**STORED DATA**
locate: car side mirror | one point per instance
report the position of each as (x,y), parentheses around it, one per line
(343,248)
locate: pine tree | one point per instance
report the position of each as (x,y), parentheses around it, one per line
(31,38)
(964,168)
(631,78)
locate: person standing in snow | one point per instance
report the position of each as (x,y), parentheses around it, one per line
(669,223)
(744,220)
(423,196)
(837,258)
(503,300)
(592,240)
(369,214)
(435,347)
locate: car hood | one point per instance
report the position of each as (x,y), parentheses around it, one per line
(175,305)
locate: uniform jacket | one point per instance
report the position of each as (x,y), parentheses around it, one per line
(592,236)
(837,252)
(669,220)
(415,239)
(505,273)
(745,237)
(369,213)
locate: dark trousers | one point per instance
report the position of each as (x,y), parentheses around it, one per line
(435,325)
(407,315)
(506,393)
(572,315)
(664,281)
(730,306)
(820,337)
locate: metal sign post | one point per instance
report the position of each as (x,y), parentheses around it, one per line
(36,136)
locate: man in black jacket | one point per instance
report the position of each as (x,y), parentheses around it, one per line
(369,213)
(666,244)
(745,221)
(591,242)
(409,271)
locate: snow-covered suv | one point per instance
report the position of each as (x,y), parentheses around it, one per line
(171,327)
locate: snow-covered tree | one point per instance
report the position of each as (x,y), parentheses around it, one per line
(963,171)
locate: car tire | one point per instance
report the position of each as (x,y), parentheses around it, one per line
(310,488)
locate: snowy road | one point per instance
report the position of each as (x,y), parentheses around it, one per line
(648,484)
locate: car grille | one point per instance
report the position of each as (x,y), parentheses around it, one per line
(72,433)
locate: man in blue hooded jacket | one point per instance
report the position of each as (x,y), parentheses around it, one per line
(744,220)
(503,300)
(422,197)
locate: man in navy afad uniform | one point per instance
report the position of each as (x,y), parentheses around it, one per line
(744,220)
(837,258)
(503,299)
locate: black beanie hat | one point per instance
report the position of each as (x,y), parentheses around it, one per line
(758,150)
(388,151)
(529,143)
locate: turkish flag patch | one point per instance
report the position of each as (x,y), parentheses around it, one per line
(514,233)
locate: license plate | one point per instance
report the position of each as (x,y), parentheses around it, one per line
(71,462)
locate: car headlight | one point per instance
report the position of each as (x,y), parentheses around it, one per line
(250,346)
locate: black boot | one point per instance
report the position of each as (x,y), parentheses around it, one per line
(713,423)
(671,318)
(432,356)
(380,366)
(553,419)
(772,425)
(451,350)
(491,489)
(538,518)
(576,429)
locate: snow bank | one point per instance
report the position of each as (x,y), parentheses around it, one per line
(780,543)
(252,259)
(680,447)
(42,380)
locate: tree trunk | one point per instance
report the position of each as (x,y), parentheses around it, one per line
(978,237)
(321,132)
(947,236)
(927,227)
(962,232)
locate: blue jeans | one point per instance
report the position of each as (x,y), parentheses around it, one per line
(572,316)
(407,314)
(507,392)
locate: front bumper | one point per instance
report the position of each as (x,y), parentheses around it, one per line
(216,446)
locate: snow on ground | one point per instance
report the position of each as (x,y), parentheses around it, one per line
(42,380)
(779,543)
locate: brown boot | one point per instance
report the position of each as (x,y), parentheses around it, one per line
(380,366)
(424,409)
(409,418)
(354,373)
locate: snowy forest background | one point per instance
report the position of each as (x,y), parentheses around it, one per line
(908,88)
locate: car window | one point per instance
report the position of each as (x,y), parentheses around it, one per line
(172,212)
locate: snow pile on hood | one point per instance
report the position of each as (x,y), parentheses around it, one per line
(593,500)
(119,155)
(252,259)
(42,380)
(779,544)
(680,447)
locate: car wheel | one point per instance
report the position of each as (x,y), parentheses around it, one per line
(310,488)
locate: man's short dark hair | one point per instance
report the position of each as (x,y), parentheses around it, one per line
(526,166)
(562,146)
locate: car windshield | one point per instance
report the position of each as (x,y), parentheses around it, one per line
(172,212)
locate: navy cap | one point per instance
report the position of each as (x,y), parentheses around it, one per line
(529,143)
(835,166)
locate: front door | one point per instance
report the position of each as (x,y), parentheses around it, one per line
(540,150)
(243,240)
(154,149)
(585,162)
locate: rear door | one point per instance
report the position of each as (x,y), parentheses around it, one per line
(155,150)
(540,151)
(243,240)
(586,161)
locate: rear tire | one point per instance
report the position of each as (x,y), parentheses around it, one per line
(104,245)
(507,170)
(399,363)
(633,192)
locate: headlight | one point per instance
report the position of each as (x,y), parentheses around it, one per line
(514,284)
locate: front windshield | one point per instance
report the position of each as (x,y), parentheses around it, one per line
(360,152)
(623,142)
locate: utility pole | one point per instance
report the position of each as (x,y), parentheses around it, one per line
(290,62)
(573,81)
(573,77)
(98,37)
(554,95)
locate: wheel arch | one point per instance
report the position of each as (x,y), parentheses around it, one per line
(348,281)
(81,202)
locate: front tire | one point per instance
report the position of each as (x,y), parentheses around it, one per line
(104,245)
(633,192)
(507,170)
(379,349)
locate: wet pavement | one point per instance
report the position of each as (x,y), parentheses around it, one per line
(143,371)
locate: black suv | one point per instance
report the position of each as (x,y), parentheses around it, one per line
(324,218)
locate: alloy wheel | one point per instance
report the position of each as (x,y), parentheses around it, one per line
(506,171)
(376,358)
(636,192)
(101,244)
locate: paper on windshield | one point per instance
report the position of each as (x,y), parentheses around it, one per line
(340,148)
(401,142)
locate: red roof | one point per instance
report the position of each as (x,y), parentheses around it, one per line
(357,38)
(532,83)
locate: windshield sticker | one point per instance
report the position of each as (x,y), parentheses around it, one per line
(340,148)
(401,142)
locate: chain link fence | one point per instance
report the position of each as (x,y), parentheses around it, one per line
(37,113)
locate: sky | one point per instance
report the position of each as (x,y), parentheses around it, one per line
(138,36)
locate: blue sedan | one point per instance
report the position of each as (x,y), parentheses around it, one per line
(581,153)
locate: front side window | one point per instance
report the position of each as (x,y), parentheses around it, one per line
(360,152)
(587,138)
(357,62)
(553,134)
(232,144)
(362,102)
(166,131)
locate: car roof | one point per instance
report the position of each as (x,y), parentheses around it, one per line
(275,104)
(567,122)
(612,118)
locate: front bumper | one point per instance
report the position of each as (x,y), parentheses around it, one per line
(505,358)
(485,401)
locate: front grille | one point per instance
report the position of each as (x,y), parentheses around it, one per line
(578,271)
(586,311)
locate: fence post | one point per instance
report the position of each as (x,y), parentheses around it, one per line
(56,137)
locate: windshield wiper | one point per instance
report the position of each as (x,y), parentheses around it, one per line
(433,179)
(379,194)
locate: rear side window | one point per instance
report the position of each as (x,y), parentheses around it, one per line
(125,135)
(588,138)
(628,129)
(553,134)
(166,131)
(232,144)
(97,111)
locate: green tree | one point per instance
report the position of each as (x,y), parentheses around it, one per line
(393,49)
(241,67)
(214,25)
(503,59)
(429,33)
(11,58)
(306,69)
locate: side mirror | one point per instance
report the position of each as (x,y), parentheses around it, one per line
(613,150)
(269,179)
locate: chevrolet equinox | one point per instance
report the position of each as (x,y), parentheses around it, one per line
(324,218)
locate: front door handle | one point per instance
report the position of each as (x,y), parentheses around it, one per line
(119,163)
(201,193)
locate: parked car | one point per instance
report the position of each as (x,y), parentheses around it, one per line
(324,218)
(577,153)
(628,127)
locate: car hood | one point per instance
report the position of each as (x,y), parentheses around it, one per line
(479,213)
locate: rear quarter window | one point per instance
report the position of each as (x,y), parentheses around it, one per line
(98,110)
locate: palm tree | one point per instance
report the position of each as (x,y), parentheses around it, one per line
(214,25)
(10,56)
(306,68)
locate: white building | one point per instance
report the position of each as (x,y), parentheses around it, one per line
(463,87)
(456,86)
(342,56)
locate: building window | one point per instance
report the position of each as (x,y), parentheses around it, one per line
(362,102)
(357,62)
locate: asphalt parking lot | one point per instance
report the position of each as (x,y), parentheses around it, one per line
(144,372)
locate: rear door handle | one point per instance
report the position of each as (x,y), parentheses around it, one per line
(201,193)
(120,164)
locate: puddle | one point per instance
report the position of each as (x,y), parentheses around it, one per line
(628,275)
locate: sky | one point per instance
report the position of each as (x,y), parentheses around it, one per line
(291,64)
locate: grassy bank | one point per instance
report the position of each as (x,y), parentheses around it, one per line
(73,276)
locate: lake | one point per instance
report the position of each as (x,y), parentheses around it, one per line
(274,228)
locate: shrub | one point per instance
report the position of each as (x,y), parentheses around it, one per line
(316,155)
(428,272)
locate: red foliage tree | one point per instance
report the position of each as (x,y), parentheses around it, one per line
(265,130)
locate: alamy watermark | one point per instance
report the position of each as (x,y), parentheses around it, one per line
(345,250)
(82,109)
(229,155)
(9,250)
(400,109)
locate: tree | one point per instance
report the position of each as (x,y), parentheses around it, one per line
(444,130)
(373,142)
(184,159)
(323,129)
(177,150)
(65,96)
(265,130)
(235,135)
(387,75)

**STATED PROBLEM**
Would you quote, exactly and only, the lines from the one containing "locate: building window" to the end of the entries?

**RESULT BELOW**
locate: building window | one point per instance
report the position of each as (x,y), parentheses around it, one per line
(362,102)
(357,62)
locate: asphalt parking lot | one point per instance
report the position of each as (x,y), parentheses around it, one per line
(144,372)
locate: rear door handle | one point per instance
report the position of each as (x,y), parentheses around it, one per line
(201,193)
(120,164)
locate: puddle | one point per instance
report the position of each as (x,y), parentheses around it, one per line
(628,275)
locate: sky | one point per instance
report the position of each as (x,y), parentheses around it, one per line
(291,64)
locate: grassy bank | one point per instance
report the position of each as (x,y), parentheses around it, one per line
(73,276)
locate: lake | one point per instance
report the position of each as (x,y), parentheses around it, one per line
(274,228)
locate: shrub | one point per instance
report the position of each as (x,y), parentheses around it, one per line
(316,155)
(428,272)
locate: red foliage tree | one point per instance
report the position of each as (x,y), parentheses around it, one per line
(265,130)
locate: alamy watermark | one point per instance
report the position of each as (x,y), parentheses around it, one per line
(345,250)
(82,109)
(229,155)
(9,250)
(400,109)
locate: tree | one point per instance
report the position of each as (x,y), parentheses around it, one per line
(444,130)
(373,142)
(184,159)
(323,129)
(177,150)
(65,96)
(265,130)
(235,135)
(387,75)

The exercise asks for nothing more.